Study material section start
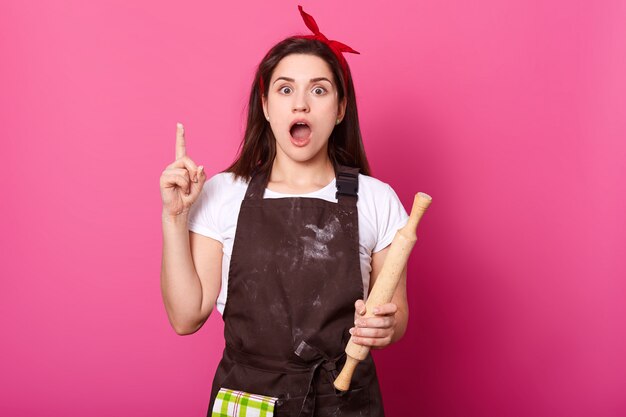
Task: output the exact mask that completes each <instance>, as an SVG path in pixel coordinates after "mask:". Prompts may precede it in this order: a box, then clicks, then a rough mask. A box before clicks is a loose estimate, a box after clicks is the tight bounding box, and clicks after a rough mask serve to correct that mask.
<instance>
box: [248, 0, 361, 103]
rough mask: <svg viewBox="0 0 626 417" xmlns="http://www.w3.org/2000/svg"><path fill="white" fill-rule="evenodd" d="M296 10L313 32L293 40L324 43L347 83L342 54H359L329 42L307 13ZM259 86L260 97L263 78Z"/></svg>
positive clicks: (345, 61) (261, 87)
mask: <svg viewBox="0 0 626 417" xmlns="http://www.w3.org/2000/svg"><path fill="white" fill-rule="evenodd" d="M298 10H299V11H300V15H301V16H302V20H304V24H305V25H306V26H307V27H308V28H309V29H310V30H311V32H313V34H312V35H298V36H294V38H302V39H315V40H318V41H322V42H324V43H325V44H326V45H328V47H329V48H330V49H331V51H333V53H334V54H335V56H336V57H337V59H338V60H339V64H340V65H341V70H342V72H343V79H344V80H345V81H346V82H348V63H347V61H346V58H345V57H344V56H343V53H344V52H349V53H352V54H359V52H357V51H355V50H354V49H352V48H350V47H349V46H348V45H346V44H344V43H341V42H339V41H334V40H329V39H328V38H327V37H326V36H324V34H323V33H322V32H320V29H319V27H318V26H317V23H316V22H315V19H313V16H311V15H310V14H308V13H305V12H304V10H302V6H298ZM259 84H260V85H259V86H260V88H261V95H263V93H264V92H265V86H264V84H263V77H261V78H260V79H259Z"/></svg>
Study material section end
→ **Task**
Quote every line of the records above exactly; no picture is to be copied.

→ **Response to this exercise**
Task: output the exact mask that completes each <instance>, as an SVG path in pixel coordinates after "mask:". Prompts may precede it in this order: a box, then clicks, then a rough mask. A box before clicks is a loose estimate, a box after clicks is the tight bounding box, and clicks after a rough mask serve to correct that mask.
<instance>
box: [248, 0, 361, 103]
rough mask: <svg viewBox="0 0 626 417" xmlns="http://www.w3.org/2000/svg"><path fill="white" fill-rule="evenodd" d="M296 10L313 32L293 40L324 43L347 83L342 54H359L329 42L307 13ZM259 86L260 97L263 78Z"/></svg>
positive clicks: (345, 61) (261, 87)
mask: <svg viewBox="0 0 626 417" xmlns="http://www.w3.org/2000/svg"><path fill="white" fill-rule="evenodd" d="M298 10H299V11H300V15H301V16H302V20H304V24H305V25H306V26H307V27H308V28H309V29H310V30H311V32H313V34H312V35H298V36H294V38H302V39H315V40H318V41H322V42H324V43H325V44H326V45H328V47H329V48H330V49H331V51H333V53H334V54H335V56H336V57H337V59H338V60H339V64H340V65H341V70H342V72H343V79H344V80H345V81H346V82H348V63H347V61H346V58H345V57H344V56H343V53H344V52H349V53H352V54H359V52H357V51H355V50H354V49H352V48H350V47H349V46H348V45H346V44H344V43H341V42H339V41H334V40H329V39H328V38H327V37H326V36H324V34H323V33H322V32H320V29H319V27H318V26H317V23H316V22H315V19H313V16H311V15H310V14H308V13H305V12H304V10H302V6H298ZM259 84H260V85H259V86H260V88H261V95H263V93H264V92H265V86H264V84H263V77H261V78H260V79H259Z"/></svg>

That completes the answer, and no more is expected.